(Extracted records)
☆ ☆ ☆

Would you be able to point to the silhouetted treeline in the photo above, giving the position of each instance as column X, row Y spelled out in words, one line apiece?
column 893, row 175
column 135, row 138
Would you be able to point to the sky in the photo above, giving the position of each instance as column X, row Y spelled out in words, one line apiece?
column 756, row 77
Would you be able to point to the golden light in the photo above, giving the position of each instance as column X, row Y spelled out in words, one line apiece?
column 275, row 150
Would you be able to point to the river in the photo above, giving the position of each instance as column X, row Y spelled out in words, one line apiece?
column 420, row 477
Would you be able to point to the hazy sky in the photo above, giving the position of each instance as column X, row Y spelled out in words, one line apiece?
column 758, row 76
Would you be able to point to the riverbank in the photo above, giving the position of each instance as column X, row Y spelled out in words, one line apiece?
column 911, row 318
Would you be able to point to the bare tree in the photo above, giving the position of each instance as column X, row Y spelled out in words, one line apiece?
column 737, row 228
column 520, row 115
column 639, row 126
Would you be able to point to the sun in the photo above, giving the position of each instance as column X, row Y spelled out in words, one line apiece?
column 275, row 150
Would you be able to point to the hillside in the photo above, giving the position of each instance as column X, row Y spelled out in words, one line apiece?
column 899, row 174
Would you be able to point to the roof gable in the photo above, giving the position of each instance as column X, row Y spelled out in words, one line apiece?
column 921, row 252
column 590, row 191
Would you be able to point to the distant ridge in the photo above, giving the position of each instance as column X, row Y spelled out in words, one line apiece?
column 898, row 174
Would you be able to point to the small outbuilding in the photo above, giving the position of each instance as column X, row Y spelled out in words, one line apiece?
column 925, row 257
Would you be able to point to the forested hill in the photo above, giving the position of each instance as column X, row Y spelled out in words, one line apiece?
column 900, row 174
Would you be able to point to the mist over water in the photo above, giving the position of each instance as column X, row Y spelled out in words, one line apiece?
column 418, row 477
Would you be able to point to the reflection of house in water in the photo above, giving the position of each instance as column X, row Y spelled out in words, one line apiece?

☆ ☆ ☆

WORK REQUIRED: This exercise asks for an exact repeat of the lines from the one holding "Would you be able to point to the distant" through the end of the data above.

SOLUTION:
Would you be able to point to the distant ridge in the photo above, giving the position of each instance as column X, row Y spelled out in words, one line apiece?
column 898, row 174
Would you be able to point to the small outbuilding in the photo above, giving the position of each instance as column X, row Y spelled out in words, one line apiece?
column 925, row 257
Would you be able to point to the forested hill in the photo above, giving the position of each instance as column X, row Y spelled out in words, one line apiece?
column 900, row 174
Would you be able to point to the mist over water in the photo above, giving the position of each instance as column X, row Y spelled out in words, one line apiece?
column 418, row 477
Would you be able to point to the reflection of house in water in the photo above, giving the position of each instance as column X, row Y spelled out in words, one line apiece?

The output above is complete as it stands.